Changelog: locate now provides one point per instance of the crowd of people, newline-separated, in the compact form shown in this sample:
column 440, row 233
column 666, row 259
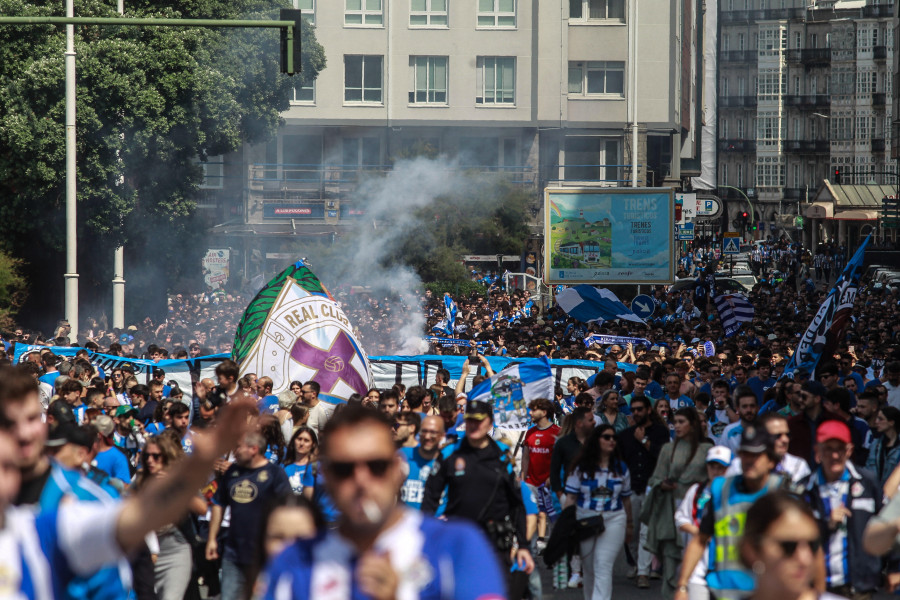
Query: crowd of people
column 702, row 464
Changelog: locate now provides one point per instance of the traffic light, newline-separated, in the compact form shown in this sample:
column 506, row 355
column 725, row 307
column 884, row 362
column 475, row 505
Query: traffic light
column 290, row 49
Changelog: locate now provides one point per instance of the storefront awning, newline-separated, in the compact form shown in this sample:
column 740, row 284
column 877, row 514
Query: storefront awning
column 820, row 210
column 857, row 215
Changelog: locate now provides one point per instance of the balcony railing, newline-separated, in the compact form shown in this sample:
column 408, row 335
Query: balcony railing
column 737, row 145
column 807, row 101
column 747, row 56
column 737, row 101
column 324, row 181
column 807, row 146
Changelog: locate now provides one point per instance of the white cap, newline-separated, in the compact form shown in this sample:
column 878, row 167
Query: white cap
column 719, row 454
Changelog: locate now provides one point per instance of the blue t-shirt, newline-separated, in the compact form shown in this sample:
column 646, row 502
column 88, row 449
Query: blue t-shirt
column 413, row 489
column 115, row 463
column 434, row 561
column 300, row 476
column 247, row 492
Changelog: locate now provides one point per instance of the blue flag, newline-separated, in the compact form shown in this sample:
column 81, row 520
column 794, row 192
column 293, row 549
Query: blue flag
column 589, row 304
column 510, row 391
column 827, row 327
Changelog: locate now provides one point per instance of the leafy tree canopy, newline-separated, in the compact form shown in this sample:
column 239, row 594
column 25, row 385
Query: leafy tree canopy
column 150, row 102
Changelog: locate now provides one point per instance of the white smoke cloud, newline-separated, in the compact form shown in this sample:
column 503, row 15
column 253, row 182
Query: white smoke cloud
column 392, row 204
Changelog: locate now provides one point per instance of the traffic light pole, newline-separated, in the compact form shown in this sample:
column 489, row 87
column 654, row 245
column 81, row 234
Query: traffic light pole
column 289, row 58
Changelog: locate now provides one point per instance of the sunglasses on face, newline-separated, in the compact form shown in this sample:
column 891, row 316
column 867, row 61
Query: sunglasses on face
column 343, row 470
column 789, row 547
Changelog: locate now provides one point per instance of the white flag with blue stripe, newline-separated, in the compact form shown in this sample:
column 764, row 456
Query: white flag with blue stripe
column 510, row 391
column 589, row 304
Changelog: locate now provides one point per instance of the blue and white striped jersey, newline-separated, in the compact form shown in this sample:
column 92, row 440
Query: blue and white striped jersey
column 433, row 561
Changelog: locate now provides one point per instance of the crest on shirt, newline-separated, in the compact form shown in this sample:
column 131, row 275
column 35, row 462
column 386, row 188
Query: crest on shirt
column 244, row 492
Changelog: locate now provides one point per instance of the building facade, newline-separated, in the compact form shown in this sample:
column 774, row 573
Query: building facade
column 805, row 95
column 541, row 93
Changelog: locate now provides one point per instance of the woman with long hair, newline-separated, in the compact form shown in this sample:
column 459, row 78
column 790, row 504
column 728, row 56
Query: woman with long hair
column 601, row 484
column 299, row 464
column 609, row 411
column 781, row 539
column 681, row 464
column 884, row 453
column 172, row 567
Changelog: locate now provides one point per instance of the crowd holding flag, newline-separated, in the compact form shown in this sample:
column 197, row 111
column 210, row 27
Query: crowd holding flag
column 827, row 327
column 734, row 309
column 510, row 391
column 594, row 305
column 293, row 330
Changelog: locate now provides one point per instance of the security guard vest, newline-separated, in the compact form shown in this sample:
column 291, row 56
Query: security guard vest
column 727, row 577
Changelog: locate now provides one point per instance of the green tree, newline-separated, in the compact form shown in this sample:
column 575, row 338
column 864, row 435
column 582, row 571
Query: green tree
column 151, row 102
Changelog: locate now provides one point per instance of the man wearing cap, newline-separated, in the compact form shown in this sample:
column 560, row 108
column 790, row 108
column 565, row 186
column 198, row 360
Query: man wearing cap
column 762, row 381
column 687, row 517
column 722, row 524
column 844, row 499
column 481, row 486
column 111, row 458
column 803, row 426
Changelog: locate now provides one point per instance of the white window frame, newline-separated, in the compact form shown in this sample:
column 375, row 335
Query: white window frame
column 212, row 164
column 308, row 11
column 430, row 64
column 482, row 84
column 367, row 15
column 430, row 15
column 363, row 87
column 588, row 67
column 599, row 6
column 496, row 15
column 302, row 102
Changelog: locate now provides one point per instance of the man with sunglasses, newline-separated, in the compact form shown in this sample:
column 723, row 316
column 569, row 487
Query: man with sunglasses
column 380, row 549
column 844, row 499
column 481, row 486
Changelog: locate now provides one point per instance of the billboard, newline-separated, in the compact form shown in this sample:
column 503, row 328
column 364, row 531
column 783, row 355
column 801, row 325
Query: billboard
column 609, row 235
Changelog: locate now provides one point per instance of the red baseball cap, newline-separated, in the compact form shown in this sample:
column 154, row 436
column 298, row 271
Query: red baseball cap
column 833, row 430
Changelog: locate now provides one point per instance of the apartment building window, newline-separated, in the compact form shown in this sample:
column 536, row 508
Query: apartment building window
column 364, row 12
column 769, row 172
column 428, row 13
column 305, row 93
column 428, row 79
column 597, row 10
column 497, row 13
column 363, row 79
column 213, row 172
column 307, row 9
column 597, row 78
column 496, row 80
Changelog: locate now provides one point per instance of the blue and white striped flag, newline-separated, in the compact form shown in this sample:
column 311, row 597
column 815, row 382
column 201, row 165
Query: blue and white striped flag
column 510, row 391
column 734, row 309
column 589, row 304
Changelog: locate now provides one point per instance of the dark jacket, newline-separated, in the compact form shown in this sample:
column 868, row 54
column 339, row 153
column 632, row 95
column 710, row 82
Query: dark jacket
column 641, row 460
column 864, row 501
column 565, row 451
column 480, row 483
column 803, row 435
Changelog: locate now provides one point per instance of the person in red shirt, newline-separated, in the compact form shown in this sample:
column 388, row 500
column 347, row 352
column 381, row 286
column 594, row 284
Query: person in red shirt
column 538, row 446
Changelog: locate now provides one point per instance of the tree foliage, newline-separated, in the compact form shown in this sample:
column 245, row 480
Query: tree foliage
column 151, row 101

#### WORK INSTRUCTION:
For this exercise, transcribe the entries verbatim and skip all pictures.

#### OUTPUT FOR THIS TASK:
Changelog: locate now provides one point per instance of the crowd of people, newline-separated, in the compact form shown in this sample:
column 440, row 233
column 666, row 259
Query: crowd of people
column 702, row 464
Changelog: locate now provides one point per instance of the traffic light, newline-separated, in the compact form shown in this sample:
column 506, row 355
column 725, row 307
column 884, row 362
column 475, row 505
Query: traffic light
column 290, row 49
Changelog: locate now provides one point per instance of the storefront awning, newline-separated, in the compact form shown in this sample:
column 740, row 284
column 877, row 514
Query: storefront awning
column 820, row 210
column 857, row 215
Changelog: locate now provides one point per instance of the balcony railing, newline-separated, in the compact form shown in this sample:
column 408, row 335
Query: balcony railing
column 737, row 145
column 807, row 101
column 747, row 56
column 737, row 101
column 324, row 181
column 807, row 146
Changelog: locate now provides one point per instance of the white cap, newline-separated, in the compact form shown in this sample:
column 878, row 167
Query: white cap
column 719, row 454
Changelog: locate now provides one point per instance of the blue t-shirt, newline-separated, in the compact form shown in this sample:
column 646, row 502
column 88, row 449
Query: blue t-shirt
column 413, row 489
column 115, row 463
column 434, row 561
column 300, row 476
column 247, row 492
Changelog: locate now provides one point per instance of the blue flag, newline-separated, in the compact form shown in this sample:
column 81, row 520
column 794, row 192
column 293, row 549
Query: blue flag
column 589, row 304
column 510, row 391
column 827, row 327
Changelog: locate now provides one point per instance of the leafy tree canopy, newline-separated, in the compact form shown in this sample:
column 239, row 594
column 25, row 385
Query: leafy tree canopy
column 150, row 102
Changelog: locate now provides one point per instance of the white smoke cloud, newline-separated, in the compact form shown in this sample:
column 503, row 15
column 253, row 182
Query: white smoke cloud
column 392, row 204
Changelog: locate now provides one point per instance of the traffic light pole, newline-separated, in the compact form shown in this sample:
column 489, row 87
column 654, row 245
column 81, row 234
Query: traffic light pole
column 289, row 58
Changelog: locate now provides one point per instance of the sunglasses on face, newline-separated, in the compact form shown in this sample:
column 891, row 316
column 867, row 61
Query: sunglasses on face
column 343, row 470
column 789, row 547
Changelog: locate now provides one point per instance of the white flag with blue stripe, newline-separated, in the compact form shown in this sample:
column 764, row 456
Query: white flag with blue stripe
column 510, row 391
column 589, row 304
Changelog: locate now provides one point per instance of the blue and white striped jersey, newline-separated, in the compact form shown in this sample:
column 92, row 440
Query: blue and white striped jersey
column 433, row 561
Changelog: locate now provides one point per instance of the crest on shirt, newline-separated, in the compact form shown in this sample:
column 131, row 275
column 35, row 462
column 386, row 188
Query: crest on shirt
column 244, row 492
Changelog: locate now provides one point per instance of the building facade, newline-separated, in the compact form shown in this sample:
column 774, row 573
Query: building facade
column 805, row 95
column 541, row 93
Changelog: locate now provides one point per instance of the woman with long hair, newline-separated, in the compact form shown in this sample:
column 459, row 78
column 790, row 504
column 728, row 56
Query: woman with long hair
column 601, row 484
column 299, row 464
column 609, row 411
column 781, row 539
column 681, row 464
column 884, row 453
column 172, row 567
Changelog: locate now provides one point per instance of the crowd holding flag, newline-separated, in the compact form shown in this sample:
column 197, row 111
column 210, row 27
Query: crowd holding flag
column 827, row 327
column 734, row 309
column 510, row 391
column 594, row 305
column 293, row 330
Changelog: locate now provides one point per instance of the security guard vest, newline-separated, in the compact form shown in this sample:
column 291, row 56
Query: security guard vest
column 727, row 577
Changelog: locate now provides one point per instance of the green tree, newline-separated, in the compact form shown in this sample:
column 575, row 338
column 864, row 435
column 582, row 571
Query: green tree
column 151, row 102
Changelog: locate now provides one point per instance of the man wearing cap, newline-separated, in the compact form shown in this sample:
column 560, row 108
column 790, row 108
column 565, row 186
column 198, row 360
Query: man wearing cap
column 762, row 381
column 687, row 517
column 722, row 524
column 844, row 499
column 481, row 486
column 111, row 458
column 803, row 426
Changelog: locate now provides one point per instance of the white window frame, newline-separated, in the compact form shown in this sample:
column 375, row 335
Query: white window frame
column 212, row 164
column 308, row 11
column 430, row 64
column 482, row 84
column 367, row 15
column 430, row 15
column 363, row 87
column 588, row 67
column 599, row 6
column 496, row 15
column 302, row 102
Changelog: locate now provides one point per instance of the man with sunglasses, newline-separated, in the compact form shown in this sample:
column 723, row 316
column 569, row 487
Query: man with sunglasses
column 380, row 549
column 844, row 499
column 481, row 486
Changelog: locate now provides one point per instance of the billboard, newline-separated, in the compact form shown in this sample:
column 503, row 328
column 364, row 531
column 783, row 355
column 801, row 325
Query: billboard
column 609, row 235
Changelog: locate now provides one point per instance of the red baseball cap, newline-separated, in the compact form shown in this sample:
column 154, row 436
column 298, row 271
Query: red baseball cap
column 833, row 430
Changelog: locate now provides one point per instance of the apartment building window, newline-separated, in the compact form shown in this sample:
column 536, row 508
Query: apartment building window
column 364, row 12
column 769, row 172
column 428, row 13
column 305, row 93
column 428, row 79
column 597, row 10
column 497, row 13
column 363, row 79
column 213, row 172
column 307, row 9
column 597, row 78
column 496, row 80
Changelog: locate now provides one point per instance of the blue and white striped flag, newline-separated, in the compact form shown in this sample:
column 311, row 597
column 815, row 382
column 201, row 165
Query: blue and white striped flag
column 510, row 391
column 734, row 309
column 589, row 304
Changelog: locate now provides one point per instance of the dark jacket, newline-separated, in the compact form shown in this sample:
column 868, row 54
column 339, row 153
column 632, row 95
column 710, row 82
Query: dark jacket
column 641, row 460
column 864, row 501
column 565, row 451
column 480, row 483
column 803, row 435
Changelog: locate now provides one point per instance of the person in red shirt, newline-separated, in the compact form shown in this sample:
column 388, row 500
column 347, row 352
column 381, row 286
column 594, row 284
Query: person in red shirt
column 538, row 446
Changelog: locate now provides one point per instance of the tree foliage, newline-separated, in the compact form shown in this sample:
column 245, row 480
Query: tree foliage
column 151, row 101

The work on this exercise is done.